▶ _TASK DETAILS_:
Give back every entry below, unchanged.

Free-text object descriptions
--
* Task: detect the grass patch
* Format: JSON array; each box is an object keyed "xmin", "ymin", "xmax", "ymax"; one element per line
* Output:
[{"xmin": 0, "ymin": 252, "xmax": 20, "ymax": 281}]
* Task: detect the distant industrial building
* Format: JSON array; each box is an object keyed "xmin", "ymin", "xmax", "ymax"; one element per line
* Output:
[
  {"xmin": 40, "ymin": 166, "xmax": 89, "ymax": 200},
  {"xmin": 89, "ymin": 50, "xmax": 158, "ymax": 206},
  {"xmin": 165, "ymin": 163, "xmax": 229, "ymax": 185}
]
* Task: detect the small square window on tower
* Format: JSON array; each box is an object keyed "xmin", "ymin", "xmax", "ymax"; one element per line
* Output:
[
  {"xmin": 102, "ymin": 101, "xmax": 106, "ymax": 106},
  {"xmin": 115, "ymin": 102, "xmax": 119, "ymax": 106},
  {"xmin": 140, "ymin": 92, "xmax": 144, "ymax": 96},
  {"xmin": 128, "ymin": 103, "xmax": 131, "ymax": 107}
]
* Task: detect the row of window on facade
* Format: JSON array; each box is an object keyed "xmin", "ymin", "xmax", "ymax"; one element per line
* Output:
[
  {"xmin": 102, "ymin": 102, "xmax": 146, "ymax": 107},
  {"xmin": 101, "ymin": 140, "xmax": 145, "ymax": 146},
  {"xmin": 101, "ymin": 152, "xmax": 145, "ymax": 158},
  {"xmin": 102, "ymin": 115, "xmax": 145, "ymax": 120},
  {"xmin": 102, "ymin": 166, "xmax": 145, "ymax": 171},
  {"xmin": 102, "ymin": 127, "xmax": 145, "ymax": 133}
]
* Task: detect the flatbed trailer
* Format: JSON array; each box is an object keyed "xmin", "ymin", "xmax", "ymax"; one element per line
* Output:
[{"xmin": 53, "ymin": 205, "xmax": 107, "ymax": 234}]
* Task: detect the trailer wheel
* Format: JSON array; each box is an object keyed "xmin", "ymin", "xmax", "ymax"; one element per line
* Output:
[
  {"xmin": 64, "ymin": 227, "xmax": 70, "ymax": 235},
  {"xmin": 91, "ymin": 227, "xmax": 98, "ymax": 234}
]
--
▶ _COMPLETED EXERCISE_:
* Task: detect the grass patch
* Format: JSON array; each box is an object keyed "xmin", "ymin", "xmax", "ymax"; one element per line
* Output:
[{"xmin": 0, "ymin": 252, "xmax": 20, "ymax": 281}]
* Task: detect the distant industrial building
* Format: JSON array; each box is an object keyed "xmin", "ymin", "xmax", "ymax"; one element per line
* Output:
[
  {"xmin": 40, "ymin": 166, "xmax": 89, "ymax": 200},
  {"xmin": 89, "ymin": 50, "xmax": 158, "ymax": 206},
  {"xmin": 165, "ymin": 163, "xmax": 229, "ymax": 185}
]
* Task: detect the small square window on tower
* Format: JSON array; each box is an object keyed "xmin", "ymin", "xmax", "ymax"; one element per line
* Output:
[
  {"xmin": 102, "ymin": 101, "xmax": 106, "ymax": 106},
  {"xmin": 115, "ymin": 102, "xmax": 119, "ymax": 106},
  {"xmin": 140, "ymin": 92, "xmax": 144, "ymax": 96},
  {"xmin": 128, "ymin": 103, "xmax": 131, "ymax": 107}
]
* Task: detect the row of window on facade
* Format: JSON array; each box is an object keyed "xmin", "ymin", "xmax", "ymax"; one element per line
* Output:
[
  {"xmin": 102, "ymin": 102, "xmax": 146, "ymax": 107},
  {"xmin": 101, "ymin": 140, "xmax": 145, "ymax": 146},
  {"xmin": 101, "ymin": 152, "xmax": 145, "ymax": 158},
  {"xmin": 102, "ymin": 115, "xmax": 145, "ymax": 120},
  {"xmin": 102, "ymin": 166, "xmax": 145, "ymax": 171},
  {"xmin": 102, "ymin": 127, "xmax": 145, "ymax": 133}
]
* Task: detect the flatbed trailer
* Format: JSON array; each box is an object keyed "xmin", "ymin", "xmax", "ymax"; one element per line
* Output:
[{"xmin": 53, "ymin": 205, "xmax": 107, "ymax": 234}]
* Task: detect the trailer wheel
* Format: JSON array; each box is an object keyed "xmin", "ymin", "xmax", "ymax"; one element per line
* Output:
[
  {"xmin": 64, "ymin": 227, "xmax": 70, "ymax": 235},
  {"xmin": 91, "ymin": 227, "xmax": 98, "ymax": 234}
]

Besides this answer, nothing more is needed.